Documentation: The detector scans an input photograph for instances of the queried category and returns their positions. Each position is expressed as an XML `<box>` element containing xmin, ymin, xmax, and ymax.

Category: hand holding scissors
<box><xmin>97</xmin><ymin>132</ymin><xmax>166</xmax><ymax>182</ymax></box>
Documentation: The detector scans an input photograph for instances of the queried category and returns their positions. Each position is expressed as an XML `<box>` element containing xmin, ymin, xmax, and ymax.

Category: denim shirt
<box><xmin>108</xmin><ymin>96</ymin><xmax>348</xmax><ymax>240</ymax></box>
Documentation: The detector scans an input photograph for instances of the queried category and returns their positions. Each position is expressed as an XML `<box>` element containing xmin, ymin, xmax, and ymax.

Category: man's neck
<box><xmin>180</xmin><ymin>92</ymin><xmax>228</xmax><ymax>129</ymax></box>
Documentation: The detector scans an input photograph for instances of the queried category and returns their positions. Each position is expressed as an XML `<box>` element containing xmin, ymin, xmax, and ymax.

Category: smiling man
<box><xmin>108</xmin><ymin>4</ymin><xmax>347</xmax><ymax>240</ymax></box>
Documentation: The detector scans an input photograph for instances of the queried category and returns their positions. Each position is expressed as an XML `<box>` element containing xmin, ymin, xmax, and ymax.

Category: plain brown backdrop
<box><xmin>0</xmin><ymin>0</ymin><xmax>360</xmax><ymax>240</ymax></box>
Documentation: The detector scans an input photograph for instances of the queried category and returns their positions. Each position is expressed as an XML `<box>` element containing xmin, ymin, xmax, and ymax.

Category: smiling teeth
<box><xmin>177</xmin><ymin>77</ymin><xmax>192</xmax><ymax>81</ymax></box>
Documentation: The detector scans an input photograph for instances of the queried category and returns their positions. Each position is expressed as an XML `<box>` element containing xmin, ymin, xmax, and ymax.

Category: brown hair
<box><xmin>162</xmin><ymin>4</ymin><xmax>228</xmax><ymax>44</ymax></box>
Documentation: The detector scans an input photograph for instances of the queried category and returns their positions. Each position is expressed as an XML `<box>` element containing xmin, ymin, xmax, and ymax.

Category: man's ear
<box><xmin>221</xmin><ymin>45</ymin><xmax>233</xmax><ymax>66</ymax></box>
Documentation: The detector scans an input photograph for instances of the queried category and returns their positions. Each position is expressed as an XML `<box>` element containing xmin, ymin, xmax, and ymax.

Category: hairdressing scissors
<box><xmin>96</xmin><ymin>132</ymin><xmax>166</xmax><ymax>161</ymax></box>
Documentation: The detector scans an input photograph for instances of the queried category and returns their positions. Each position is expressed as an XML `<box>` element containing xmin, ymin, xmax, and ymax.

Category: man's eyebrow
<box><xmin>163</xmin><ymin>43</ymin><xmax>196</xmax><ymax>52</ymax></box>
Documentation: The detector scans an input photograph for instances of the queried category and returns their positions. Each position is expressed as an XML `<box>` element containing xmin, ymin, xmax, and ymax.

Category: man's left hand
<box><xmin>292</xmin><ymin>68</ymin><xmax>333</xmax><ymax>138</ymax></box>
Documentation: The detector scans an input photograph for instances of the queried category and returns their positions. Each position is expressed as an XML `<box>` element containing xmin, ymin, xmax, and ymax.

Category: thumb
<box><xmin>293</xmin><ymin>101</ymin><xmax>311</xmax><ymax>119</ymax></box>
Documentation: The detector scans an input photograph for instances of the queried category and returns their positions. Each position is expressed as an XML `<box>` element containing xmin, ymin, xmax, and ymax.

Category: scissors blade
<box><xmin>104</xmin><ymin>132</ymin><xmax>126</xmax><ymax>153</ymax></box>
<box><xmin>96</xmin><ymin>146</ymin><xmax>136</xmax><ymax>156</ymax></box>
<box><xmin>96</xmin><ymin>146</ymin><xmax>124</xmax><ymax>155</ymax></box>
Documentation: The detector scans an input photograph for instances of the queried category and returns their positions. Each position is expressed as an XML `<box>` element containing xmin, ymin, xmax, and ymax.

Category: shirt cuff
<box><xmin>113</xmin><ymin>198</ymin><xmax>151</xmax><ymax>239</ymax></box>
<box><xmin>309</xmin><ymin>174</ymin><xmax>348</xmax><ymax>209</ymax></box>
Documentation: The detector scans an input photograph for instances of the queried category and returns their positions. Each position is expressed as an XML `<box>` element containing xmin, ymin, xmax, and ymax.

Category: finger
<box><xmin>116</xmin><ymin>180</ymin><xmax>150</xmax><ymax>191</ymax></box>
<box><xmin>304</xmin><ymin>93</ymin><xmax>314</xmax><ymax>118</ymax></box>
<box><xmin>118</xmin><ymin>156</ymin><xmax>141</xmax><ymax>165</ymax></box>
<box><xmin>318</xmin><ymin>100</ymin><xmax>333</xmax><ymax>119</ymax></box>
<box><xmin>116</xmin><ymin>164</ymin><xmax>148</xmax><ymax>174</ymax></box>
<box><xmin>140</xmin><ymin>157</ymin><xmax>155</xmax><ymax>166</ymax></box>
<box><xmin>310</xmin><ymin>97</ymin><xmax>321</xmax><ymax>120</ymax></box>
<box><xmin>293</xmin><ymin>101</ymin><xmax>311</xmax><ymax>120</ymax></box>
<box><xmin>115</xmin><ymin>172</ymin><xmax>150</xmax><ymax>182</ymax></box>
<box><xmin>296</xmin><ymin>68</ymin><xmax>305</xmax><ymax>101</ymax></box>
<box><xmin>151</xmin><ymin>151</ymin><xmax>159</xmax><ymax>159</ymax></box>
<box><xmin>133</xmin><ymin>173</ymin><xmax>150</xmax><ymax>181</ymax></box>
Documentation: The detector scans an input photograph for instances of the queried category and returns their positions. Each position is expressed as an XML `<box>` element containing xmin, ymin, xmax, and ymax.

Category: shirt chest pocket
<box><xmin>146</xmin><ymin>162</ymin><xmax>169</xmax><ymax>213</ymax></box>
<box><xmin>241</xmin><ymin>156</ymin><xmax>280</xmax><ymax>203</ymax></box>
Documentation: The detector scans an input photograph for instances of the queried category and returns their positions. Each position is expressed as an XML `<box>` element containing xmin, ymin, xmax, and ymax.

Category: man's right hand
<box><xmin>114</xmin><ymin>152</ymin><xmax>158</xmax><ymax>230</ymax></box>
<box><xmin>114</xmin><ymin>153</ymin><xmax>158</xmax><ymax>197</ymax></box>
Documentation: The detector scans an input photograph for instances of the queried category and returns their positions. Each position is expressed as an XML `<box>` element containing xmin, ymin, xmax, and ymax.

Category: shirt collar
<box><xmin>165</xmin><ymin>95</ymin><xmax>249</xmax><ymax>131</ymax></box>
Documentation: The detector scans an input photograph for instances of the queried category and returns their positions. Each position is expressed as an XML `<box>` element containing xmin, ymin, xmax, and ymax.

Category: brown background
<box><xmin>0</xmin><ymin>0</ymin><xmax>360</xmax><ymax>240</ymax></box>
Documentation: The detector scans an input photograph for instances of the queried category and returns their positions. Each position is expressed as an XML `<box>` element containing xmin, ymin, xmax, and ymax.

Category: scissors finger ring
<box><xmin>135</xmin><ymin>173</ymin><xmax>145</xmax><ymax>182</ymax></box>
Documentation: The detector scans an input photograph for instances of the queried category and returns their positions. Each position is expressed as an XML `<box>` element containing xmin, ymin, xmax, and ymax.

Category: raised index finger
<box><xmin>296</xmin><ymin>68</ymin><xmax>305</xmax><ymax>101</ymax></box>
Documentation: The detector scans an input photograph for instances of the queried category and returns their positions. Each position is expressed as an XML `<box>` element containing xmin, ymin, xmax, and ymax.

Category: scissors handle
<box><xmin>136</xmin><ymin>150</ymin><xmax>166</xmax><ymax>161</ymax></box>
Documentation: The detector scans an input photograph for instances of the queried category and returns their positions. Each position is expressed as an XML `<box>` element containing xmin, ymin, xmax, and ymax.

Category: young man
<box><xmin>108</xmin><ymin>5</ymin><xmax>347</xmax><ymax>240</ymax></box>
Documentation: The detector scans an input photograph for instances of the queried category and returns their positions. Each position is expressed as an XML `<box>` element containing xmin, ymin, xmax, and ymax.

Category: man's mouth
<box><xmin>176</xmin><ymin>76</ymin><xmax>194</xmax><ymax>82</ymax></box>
────────────────────────────────────────
▶ [To be done]: Identify every line above that contains the word "smiling", and copy each one. Case counts.

▶ [Solution for this task]:
Category: smiling man
Category: smiling teeth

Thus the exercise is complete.